- _Extract to read_:
·····

Item 5.02. Departure of Directors or Certain Officers; Election
of Directors; Appointment of Certain Officers; Compensatory Arrangements of Certain Officers.
Appointment of Jim Scully as Interim
Chief Executive Officer and Principal Accounting Officer
.
On August 6, 2018, the Company announced
that Jim Scully has been appointed Chief Executive Officer and Principal Accounting Officer of Neuralstem, Inc. (the “Company”),
on an interim basis, effective August 1, 2018 (“Effective Date”).
Mr. Scully, age 56, has over 20 years
of pharmaceutical industry experience focusing on commercial, clinical development, and manufacturing operations. From 2017 to
2018, Mr. Scully served as Partnership Valuation Leader for GE Healthcare Partners, a leading provider of outcomes-based solutions
for major health systems. Prior to that from 2015 to 2016, Mr. Scully served as Senior Director of capacity, metrics, and reporting
for Astellas Pharmaceuticals, a publicly traded Japanese pharmaceutical company. From 2011 to 2015, Mr. Scully served in several
capacities, most recently as the Senior Director of the clinical trials services BU for Walgreen Company. Prior to 2011, Mr. Scully
served in management level roles for Takeda Pharmaceuticals, a publicly traded Japanese pharmaceutical company, and Abbott Laboratories
pharmaceutical division. Mr. Scully holds a BS in Economics from the University of Pennsylvania – Wharton School of Business
and an MBA from the University of Chicago – Booth School of Business.
There is no arrangement or understanding
between Mr. Scully and any other person pursuant to which Mr. Scully was selected as the Company’s interim Chief Executive
Officer or interim Principal Accounting Officer. Mr. Scully has no direct or indirect material interest in any transaction required
to be disclosed pursuant to Item 404(a) of Regulation S-K. There are no family relationships between Mr. Scully and any of the
directors or officers of the Company or any of its subsidiaries.
Employment Related Contracts
On August 4, 2018, the Company entered
into a binding term sheet (“Term Sheet”) with Mr. Scully, summarized as follows:
Mr. Scully will serve as the interim Chief
Executive Officer and interim Principal Accounting Officer beginning on the Effective Date. Mr. Scully will receive $25,000 per
calendar month and shall work three (3) full days per week. In the event Mr. Scully works additional days, he will receive $2,000
per day of full time service. The term of Mr. Scully’s employment will be for six (6) months beginning on the Effective Date
and ending on January 31, 2018, unless terminated earlier upon sixty (60) days prior notice (the “Term”).

·····

- _Extracted information_:
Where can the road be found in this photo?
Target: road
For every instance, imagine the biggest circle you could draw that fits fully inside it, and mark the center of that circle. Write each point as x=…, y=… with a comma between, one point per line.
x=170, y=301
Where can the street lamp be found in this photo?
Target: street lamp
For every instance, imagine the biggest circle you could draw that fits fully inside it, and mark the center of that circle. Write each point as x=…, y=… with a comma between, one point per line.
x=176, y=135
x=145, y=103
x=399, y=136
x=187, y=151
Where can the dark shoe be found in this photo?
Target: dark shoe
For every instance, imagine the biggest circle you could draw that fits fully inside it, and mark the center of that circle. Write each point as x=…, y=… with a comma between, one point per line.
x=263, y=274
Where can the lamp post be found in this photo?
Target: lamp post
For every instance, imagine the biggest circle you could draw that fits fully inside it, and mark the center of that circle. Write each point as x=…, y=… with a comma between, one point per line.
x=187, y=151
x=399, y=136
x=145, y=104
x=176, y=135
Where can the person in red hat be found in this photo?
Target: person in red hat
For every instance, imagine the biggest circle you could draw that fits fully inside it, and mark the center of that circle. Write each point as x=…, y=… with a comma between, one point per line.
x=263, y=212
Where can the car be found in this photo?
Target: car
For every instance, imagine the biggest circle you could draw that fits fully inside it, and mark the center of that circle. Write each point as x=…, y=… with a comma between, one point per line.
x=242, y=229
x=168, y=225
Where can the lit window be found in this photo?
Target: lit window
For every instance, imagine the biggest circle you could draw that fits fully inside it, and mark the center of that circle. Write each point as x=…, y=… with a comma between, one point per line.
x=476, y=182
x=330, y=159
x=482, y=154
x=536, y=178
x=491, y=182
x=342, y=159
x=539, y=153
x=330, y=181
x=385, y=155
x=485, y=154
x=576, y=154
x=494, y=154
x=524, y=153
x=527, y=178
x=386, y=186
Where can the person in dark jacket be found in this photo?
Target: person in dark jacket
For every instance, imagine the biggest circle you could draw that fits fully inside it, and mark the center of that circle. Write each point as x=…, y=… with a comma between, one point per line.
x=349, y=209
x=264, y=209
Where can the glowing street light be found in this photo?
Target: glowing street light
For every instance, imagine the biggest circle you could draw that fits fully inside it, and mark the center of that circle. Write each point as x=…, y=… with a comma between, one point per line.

·····

- _Requirement 1_: In one to three sentences, explain why the filing on the interim appointment says Mr. Scully could be paid more than $25,000 in a month.
- _Requirement 2_: Continue the filing on the interim appointment from its last sentence.
The rows are taken from another source, not from the filing on the interim appointment.

- _Task output 1_: His $25,000 monthly pay covers three full days of work per week. If he works additional days, he receives $2,000 for each day of full-time service.

- _Task output 2_:
Pursuant to his appointment, Mr. Scully
was issued an option to purchase 250,000 shares of common stock, with a grant date of August 4, 2018, a term of five (5) years,
and an exercise price of $1.15 per share (the “Option”). The Option is fully vested on the grant date but is subject
to immediate termination in the event that Mr. Scully voluntarily ceases to be a service provider of the Company prior to the end
of the Term, or is terminated “for cause” prior to the end of the Term.
In the event that Mr. Scully exercises
the Option during the Term, he will be required to complete the Term in full. In such event, if he does not voluntarily complete
the Term or is terminated by the Company “for cause”, Mr. Scully will be required to pay liquidated damages consisting
of, (i) the repayment of any gain from the sales of the shares underlying the Option or (ii) if the shares are not sold, the Company
will have the right to repurchase the shares for (a) the amount of cash paid by Mr. Scully to purchase the shares or (b) $0.01
in the event the option is exercised on a cashless basis.
The Company anticipates entering into a
formal employment agreement with Mr. Scully that contains materially the same terms as the Term Sheet.
The foregoing description of the Term Sheet
is a summary only, does not purport to be complete and is subject to, and qualified in its entirety by reference, to the Term Sheet,
which is attached as Exhibit 10.01 hereto and is incorporated herein by reference.